# Given passage
Sunday, June 16, 2024

The Ethos of Blessedness (Sermon)

 “The Ethos of Blessedness”

Psalm 34:1-10, 22 and Matthew 5:1-12

Allen Huff

Jonesborough Presbyterian Church

6/16/24

 

1I will bless the Lord at all times;
    his praise shall continually be in my mouth.
2My soul makes its boast in the Lord;
    let the humble hear and be glad.
3O magnify the Lord with me,
    and let us exalt his name together.

4I sought the Lord, and he answered me
    and delivered me from all my fears.
5Look to him, and be radiant,
    so your faces shall never be ashamed.
6This poor soul cried and was heard by the Lord
    and was saved from every trouble.
7The angel of the Lord encamps
    around those who fear him and delivers them.
8O taste and see that the Lord is good;
    happy are those who take refuge in him.
9O fear the Lord, you his holy ones,
    for those who fear him have no want.
10The young lions suffer want and hunger,
    but those who seek the Lord lack no good thing.

22The Lord redeems the life of his servants;
    none of those who take refuge in him will be

condemned.  (NRSV)

# Written request A
List every line in the rows below that contains the string "fallen", matching case exactly.

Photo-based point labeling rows
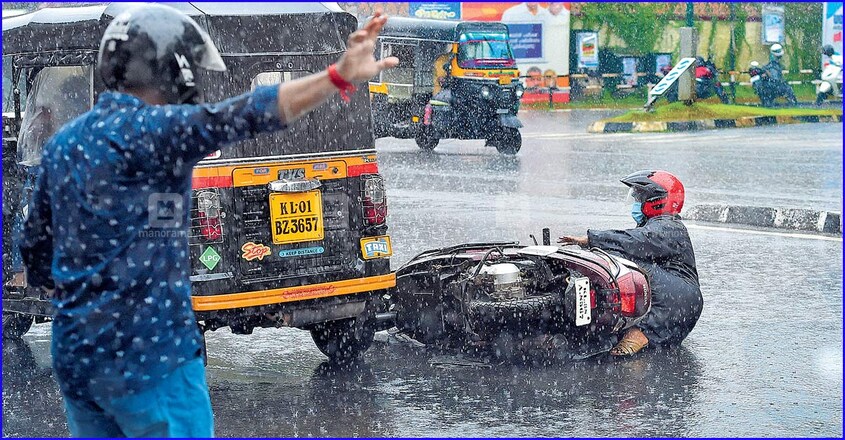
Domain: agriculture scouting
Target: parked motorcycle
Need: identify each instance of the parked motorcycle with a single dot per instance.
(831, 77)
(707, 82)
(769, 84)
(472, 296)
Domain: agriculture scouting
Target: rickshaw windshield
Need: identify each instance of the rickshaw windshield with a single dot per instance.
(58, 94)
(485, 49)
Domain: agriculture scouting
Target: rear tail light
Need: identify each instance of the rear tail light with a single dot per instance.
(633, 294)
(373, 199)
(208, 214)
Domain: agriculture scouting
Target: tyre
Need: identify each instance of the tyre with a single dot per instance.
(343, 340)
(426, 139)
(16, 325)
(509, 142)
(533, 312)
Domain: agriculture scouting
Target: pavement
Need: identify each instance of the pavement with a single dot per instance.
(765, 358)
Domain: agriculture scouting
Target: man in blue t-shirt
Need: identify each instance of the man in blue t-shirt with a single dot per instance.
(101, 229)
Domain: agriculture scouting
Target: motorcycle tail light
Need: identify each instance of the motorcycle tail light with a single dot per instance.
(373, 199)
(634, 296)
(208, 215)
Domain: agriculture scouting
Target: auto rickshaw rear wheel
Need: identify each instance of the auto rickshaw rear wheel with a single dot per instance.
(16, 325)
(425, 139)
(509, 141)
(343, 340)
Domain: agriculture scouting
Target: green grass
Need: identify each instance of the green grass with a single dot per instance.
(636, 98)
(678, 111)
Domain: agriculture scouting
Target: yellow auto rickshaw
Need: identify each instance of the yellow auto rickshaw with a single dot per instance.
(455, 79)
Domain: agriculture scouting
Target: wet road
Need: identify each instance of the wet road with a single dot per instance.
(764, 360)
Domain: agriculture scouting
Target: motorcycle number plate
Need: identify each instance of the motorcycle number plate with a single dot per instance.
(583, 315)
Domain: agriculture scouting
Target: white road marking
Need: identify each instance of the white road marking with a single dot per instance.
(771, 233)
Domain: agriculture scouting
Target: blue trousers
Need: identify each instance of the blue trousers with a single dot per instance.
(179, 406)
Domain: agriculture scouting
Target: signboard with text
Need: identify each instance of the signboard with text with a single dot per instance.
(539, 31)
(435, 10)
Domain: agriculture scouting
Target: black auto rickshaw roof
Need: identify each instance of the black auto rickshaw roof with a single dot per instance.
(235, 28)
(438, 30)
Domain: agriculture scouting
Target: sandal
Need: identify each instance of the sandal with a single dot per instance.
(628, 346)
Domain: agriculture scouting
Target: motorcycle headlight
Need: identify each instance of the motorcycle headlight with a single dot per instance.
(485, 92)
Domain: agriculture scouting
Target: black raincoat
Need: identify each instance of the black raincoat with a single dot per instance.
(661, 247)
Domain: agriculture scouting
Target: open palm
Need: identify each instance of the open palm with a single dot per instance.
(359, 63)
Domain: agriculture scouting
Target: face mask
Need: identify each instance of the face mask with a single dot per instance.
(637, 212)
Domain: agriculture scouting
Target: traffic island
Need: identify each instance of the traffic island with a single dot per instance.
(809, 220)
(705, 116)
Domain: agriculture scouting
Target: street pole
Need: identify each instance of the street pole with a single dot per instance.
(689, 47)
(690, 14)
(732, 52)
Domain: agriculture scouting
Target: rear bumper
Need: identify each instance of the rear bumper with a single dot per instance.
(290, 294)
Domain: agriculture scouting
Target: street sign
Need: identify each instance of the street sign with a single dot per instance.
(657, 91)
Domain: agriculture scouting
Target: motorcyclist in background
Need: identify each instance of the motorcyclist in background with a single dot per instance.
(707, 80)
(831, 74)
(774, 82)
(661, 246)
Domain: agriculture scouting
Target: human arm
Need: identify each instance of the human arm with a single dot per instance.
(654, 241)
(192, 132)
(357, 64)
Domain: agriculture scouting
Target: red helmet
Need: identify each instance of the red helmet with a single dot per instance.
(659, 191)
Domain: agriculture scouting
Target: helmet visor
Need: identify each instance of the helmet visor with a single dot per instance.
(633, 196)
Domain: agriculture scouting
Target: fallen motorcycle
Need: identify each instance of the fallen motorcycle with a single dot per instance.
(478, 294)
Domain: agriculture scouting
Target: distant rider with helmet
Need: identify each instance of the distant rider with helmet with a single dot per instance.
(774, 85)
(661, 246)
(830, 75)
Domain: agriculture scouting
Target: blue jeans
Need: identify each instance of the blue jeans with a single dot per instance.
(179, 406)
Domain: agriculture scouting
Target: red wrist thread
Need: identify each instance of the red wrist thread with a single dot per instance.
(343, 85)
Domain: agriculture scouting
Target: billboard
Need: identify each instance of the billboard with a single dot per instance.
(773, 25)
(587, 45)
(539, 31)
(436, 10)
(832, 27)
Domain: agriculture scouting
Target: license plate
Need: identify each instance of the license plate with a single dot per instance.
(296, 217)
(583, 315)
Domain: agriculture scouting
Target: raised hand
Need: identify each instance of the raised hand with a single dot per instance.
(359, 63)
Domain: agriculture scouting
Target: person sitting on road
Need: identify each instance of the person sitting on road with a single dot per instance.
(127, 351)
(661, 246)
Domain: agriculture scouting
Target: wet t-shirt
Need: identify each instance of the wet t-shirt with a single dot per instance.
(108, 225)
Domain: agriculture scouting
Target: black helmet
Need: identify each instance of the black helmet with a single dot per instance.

# Written request B
Answer these questions about the sermon page:
(i) Which church is named on it?
(ii) According to verse 10, what suffers want and hunger?
(iii) What translation abbreviation appears at the very end?

# Exercise output A
Target: fallen motorcycle
Need: identify each instance of the fallen motorcycle with a single dot per instance.

# Exercise output B
(i) Jonesborough Presbyterian Church
(ii) The young lions
(iii) NRSV